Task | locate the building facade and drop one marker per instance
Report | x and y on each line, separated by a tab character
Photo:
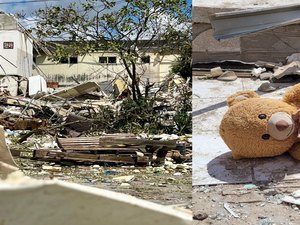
15	48
102	66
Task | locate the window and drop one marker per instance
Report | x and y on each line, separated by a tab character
8	45
73	60
70	60
112	60
64	60
103	60
145	59
108	60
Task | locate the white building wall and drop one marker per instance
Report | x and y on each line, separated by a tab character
18	60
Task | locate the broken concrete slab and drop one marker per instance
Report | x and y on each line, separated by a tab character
257	71
292	68
228	76
58	202
266	76
216	72
293	57
36	84
266	87
243	22
9	85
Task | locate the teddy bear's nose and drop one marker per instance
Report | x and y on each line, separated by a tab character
281	125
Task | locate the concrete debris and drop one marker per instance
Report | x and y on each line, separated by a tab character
266	76
266	87
216	72
227	76
88	205
289	69
123	179
227	207
256	72
292	58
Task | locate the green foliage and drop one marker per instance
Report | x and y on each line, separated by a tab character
100	24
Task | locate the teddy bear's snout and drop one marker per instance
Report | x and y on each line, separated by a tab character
281	126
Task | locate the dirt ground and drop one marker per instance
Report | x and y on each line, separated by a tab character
255	205
164	185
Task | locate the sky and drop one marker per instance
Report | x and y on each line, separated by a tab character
29	6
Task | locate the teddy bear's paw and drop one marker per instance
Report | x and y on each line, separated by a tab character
236	156
241	96
295	151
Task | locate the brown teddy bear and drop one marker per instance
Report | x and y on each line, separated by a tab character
261	127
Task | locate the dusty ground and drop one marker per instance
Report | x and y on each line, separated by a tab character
260	205
170	184
158	184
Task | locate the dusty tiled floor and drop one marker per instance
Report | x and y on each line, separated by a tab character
218	179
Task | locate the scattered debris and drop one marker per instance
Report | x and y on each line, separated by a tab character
228	76
199	216
227	207
292	68
266	87
216	72
83	201
294	199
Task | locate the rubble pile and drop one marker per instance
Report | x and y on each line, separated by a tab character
71	117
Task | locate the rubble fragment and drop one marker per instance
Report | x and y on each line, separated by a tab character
292	68
228	76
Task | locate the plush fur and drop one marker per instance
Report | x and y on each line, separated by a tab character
249	130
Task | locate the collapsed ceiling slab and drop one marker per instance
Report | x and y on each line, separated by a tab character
243	22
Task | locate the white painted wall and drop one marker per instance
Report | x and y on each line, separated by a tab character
16	61
242	4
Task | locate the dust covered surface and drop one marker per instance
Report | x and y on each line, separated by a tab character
245	204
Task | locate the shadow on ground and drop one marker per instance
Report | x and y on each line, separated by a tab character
261	170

BRIEF:
Quote exactly what appears from the line containing "Task | locate the scattered" through the final line of the listing above, including both of those lines.

FINAL RESULT:
Task | locate the scattered debris and drop one marker per instance
Report | x and y on each line, separated by a tab character
228	76
199	216
227	207
292	68
266	87
216	72
83	201
294	199
Task | locate the rubble pile and drop one marker per instance
Report | x and y on each line, separated by a tab character
71	117
Task | locate the rubble fragment and drop one marker per instance
Report | x and y on each line, separated by a tab character
292	68
228	76
Task | locate the plush fur and drop one marker per instance
Report | x and y on each line, separated by a tab character
249	130
Task | locate the collapsed ceiling slab and drop one marker per instance
Report | x and y on each line, separated by a tab character
243	22
Task | locate the white painted wall and drop one marker per instance
Report | x and y on each line, separated by a tab character
16	61
242	4
Task | locate the dust covered surface and drop one marker per instance
Report | x and y on each line, separated by a tab character
245	204
Task | locate the shadow on ground and drop one marker per instance
Report | x and y on each line, separated by a tab character
261	170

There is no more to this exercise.